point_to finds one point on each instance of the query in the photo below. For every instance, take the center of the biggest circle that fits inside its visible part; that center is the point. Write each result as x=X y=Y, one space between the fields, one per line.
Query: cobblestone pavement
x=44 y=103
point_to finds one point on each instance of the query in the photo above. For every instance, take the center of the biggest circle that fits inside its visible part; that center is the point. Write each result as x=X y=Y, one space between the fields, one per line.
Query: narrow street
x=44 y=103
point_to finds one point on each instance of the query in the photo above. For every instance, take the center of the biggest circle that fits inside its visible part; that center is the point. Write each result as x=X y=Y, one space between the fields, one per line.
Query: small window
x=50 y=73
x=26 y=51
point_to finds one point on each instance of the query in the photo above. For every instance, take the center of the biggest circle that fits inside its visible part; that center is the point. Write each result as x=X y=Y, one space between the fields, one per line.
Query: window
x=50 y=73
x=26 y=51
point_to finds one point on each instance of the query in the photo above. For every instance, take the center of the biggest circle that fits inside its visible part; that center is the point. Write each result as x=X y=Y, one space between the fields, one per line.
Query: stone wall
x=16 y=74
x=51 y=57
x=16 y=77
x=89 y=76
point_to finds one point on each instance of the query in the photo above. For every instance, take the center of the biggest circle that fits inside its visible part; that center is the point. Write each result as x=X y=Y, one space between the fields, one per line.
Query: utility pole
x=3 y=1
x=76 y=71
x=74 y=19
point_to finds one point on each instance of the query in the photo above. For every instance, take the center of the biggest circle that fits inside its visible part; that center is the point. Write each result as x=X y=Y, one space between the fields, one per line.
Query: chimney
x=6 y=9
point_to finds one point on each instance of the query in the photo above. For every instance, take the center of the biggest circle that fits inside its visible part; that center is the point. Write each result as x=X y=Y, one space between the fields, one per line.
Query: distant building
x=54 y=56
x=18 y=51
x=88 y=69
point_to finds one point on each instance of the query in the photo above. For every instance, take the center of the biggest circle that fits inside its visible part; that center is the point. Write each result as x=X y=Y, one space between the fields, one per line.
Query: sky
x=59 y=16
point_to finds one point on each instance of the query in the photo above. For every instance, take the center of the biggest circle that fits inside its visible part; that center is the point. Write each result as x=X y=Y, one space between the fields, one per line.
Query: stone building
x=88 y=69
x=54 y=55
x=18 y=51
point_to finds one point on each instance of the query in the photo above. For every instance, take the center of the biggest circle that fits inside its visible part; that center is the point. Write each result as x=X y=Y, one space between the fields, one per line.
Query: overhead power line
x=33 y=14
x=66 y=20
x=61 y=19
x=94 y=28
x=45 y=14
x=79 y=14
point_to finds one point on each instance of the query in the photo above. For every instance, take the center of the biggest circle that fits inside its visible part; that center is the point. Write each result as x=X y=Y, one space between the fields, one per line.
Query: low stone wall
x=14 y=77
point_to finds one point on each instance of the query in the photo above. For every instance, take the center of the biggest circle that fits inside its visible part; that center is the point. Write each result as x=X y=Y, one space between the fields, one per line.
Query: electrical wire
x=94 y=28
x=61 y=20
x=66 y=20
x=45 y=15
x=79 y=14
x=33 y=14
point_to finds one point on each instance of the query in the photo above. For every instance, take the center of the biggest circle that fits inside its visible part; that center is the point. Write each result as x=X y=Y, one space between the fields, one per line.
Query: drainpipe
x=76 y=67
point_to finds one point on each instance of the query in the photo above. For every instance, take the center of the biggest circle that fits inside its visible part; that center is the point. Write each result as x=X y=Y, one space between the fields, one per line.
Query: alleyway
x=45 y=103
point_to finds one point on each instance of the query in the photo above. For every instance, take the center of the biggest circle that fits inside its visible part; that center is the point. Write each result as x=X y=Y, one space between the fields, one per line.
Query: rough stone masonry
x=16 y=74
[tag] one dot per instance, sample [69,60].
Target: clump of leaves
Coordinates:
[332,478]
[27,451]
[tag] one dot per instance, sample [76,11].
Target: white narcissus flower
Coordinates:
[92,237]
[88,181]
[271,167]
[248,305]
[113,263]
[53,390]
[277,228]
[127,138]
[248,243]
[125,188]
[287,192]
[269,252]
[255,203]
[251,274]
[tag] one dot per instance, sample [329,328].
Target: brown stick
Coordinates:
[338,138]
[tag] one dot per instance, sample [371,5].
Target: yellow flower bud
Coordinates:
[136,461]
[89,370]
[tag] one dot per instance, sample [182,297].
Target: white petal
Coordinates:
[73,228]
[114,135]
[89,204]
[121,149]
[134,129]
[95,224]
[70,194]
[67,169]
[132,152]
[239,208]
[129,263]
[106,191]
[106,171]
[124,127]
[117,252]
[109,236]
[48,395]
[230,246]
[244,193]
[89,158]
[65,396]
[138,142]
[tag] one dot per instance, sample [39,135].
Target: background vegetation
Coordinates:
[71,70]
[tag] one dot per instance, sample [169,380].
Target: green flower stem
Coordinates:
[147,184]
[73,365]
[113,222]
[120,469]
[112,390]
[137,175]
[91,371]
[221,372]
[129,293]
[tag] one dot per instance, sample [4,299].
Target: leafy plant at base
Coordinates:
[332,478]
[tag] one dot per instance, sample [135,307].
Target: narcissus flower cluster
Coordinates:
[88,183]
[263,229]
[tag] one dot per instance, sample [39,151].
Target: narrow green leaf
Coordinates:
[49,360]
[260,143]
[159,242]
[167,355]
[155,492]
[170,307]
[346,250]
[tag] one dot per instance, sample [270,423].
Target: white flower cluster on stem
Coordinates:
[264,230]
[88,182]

========

* **PROBLEM DESCRIPTION**: Reproduce all of the data above line for line, without changing a single character.

* **WRITTEN SOLUTION**:
point_to finds one point on each instance of the query in the photo below. For every instance, take the center of the biggest circle that fits inside its visible part; that center is the point. Write each result as x=X y=Y, one space between the fields, one per line.
Query: cobblestone pavement
x=44 y=103
point_to finds one point on each instance of the query in the photo above. For every instance, take the center of the biggest circle that fits inside its visible part; that center is the point. Write each result as x=X y=Y, one space between the fields, one per line.
Query: narrow street
x=44 y=103
point_to finds one point on each instance of the query in the photo above. For every instance, take the center of the biggest circle that fits inside its visible part; that center is the point. Write each result as x=X y=Y, one space between the fields, one per line.
Query: small window
x=50 y=73
x=26 y=51
point_to finds one point on each instance of the query in the photo above. For every instance, take the center of the biggest circle that fits inside its visible part; that center is the point. Write each result as x=X y=Y, one space between the fields, one per line.
Query: window
x=50 y=73
x=26 y=51
point_to finds one point on each instance of the query in the photo above. For every instance, take the center of the biggest circle that fits inside its visible part; that center is the point. Write each result as x=X y=Y, one space between the fields, one per line.
Query: stone wall
x=16 y=74
x=51 y=57
x=16 y=77
x=89 y=76
point_to finds one point on each instance of the query in the photo above. For every instance, take the center of the biggest circle that fits inside its visible part; that center is the point. Write each result as x=X y=Y, one space between the fields, one per line.
Query: utility pole
x=3 y=1
x=76 y=71
x=74 y=19
point_to finds one point on each instance of the query in the photo above. For every instance, take the center of the biggest circle that fits inside its visible part; that center is the point. Write each result as x=X y=Y, one space between the fields, one per line.
Query: chimney
x=6 y=9
point_to finds one point on each instance of the query in the photo above. For every instance, take the center of the biggest circle that fits inside its visible part; that center is the point. Write each result as x=X y=Y, one space between the fields, one per line.
Query: distant building
x=54 y=56
x=18 y=51
x=88 y=69
point_to finds one point on each instance of the query in the photo above. For every instance, take the center of the biggest circle that fits inside its visible part; that center is the point. Write each result as x=X y=Y, one space between the fields, one per line.
Query: sky
x=59 y=16
point_to finds one point on each instance of the query in the photo above. For every instance, take the center of the biggest circle that fits inside its visible part; that center is the point. Write each result as x=X y=Y, one space between the fields, one per line.
Query: stone building
x=88 y=69
x=54 y=55
x=18 y=51
point_to finds one point on each instance of the query in the photo above. For every instance, take the center of the biggest circle that fits inside its visible part; that center is the point. Write each result as x=X y=Y, one space between the fields, one per line.
Query: overhead power line
x=33 y=14
x=66 y=20
x=61 y=19
x=94 y=28
x=45 y=14
x=79 y=14
point_to finds one point on each instance of the query in the photo above. For every instance, take the center of the biggest circle that fits inside its visible part; that center is the point. Write each result as x=X y=Y, one space between the fields, one per line.
Query: low stone wall
x=14 y=77
point_to finds one point on each instance of the query in the photo above. For every instance, take the center of the biggest circle that fits inside its visible part; that center is the point. Write each result as x=X y=Y, one space between the fields, one per line.
Query: electrical wire
x=94 y=28
x=61 y=20
x=66 y=20
x=45 y=15
x=79 y=14
x=33 y=14
point_to finds one point on each instance of the query in the photo above. For every instance, take the center of the biggest circle that fits inside its visible part; that center is the point. Write each result as x=X y=Y, one space between the fields, one per line.
Query: drainpipe
x=76 y=67
point_to finds one point on each instance of the query in the photo above. For every instance, take the center of the biggest circle that fits inside its visible part; that center is the point. Write each result as x=X y=Y, one space between the fields, one per line.
Query: alleyway
x=45 y=103
point_to finds one point on each instance of the query in the photo above. For every instance, take the center of the biggest circle that fits inside its visible part; that center is the point. Write each result as x=X y=Y, one space between the fields, one per line.
Query: rough stone masonry
x=16 y=74
[tag] one dot per instance, sample [69,60].
Target: clump of leaves
Coordinates:
[332,478]
[27,451]
[tag] one dot per instance, sample [76,11].
Target: white narcissus flower
Coordinates:
[92,237]
[88,181]
[271,167]
[248,305]
[113,263]
[53,390]
[277,228]
[127,138]
[248,243]
[125,188]
[287,192]
[269,252]
[255,203]
[251,274]
[tag] one dot per instance, sample [329,328].
Target: brown stick
Coordinates:
[338,138]
[tag] one dot per instance, sample [371,5].
Target: yellow flower bud
Coordinates:
[136,461]
[89,370]
[tag] one dot per instance, sample [182,297].
Target: white petal
Coordinates:
[73,228]
[114,135]
[89,204]
[121,149]
[134,129]
[95,224]
[70,194]
[67,169]
[132,152]
[239,208]
[129,263]
[106,191]
[106,171]
[124,127]
[117,252]
[109,236]
[48,395]
[230,246]
[244,193]
[89,158]
[65,396]
[138,142]
[tag] one dot per instance, sample [39,135].
Target: background vegetation
Coordinates:
[71,70]
[tag] one dot per instance, sample [169,380].
Target: green flower stem
Coordinates:
[147,184]
[73,365]
[113,222]
[120,469]
[112,390]
[137,175]
[91,371]
[221,372]
[129,293]
[tag] one dot per instance, sample [4,299].
Target: leafy plant at base
Coordinates:
[332,478]
[tag] one dot per instance, sample [135,307].
Target: narcissus flower cluster
Coordinates:
[88,183]
[263,229]
[tag] one dot per instance, sample [39,151].
Target: narrow green leaf
Coordinates:
[49,360]
[260,143]
[159,242]
[167,355]
[155,492]
[170,307]
[346,250]
[tag] one dot per instance, sample [270,423].
Target: white flower cluster on stem
Coordinates:
[264,230]
[88,182]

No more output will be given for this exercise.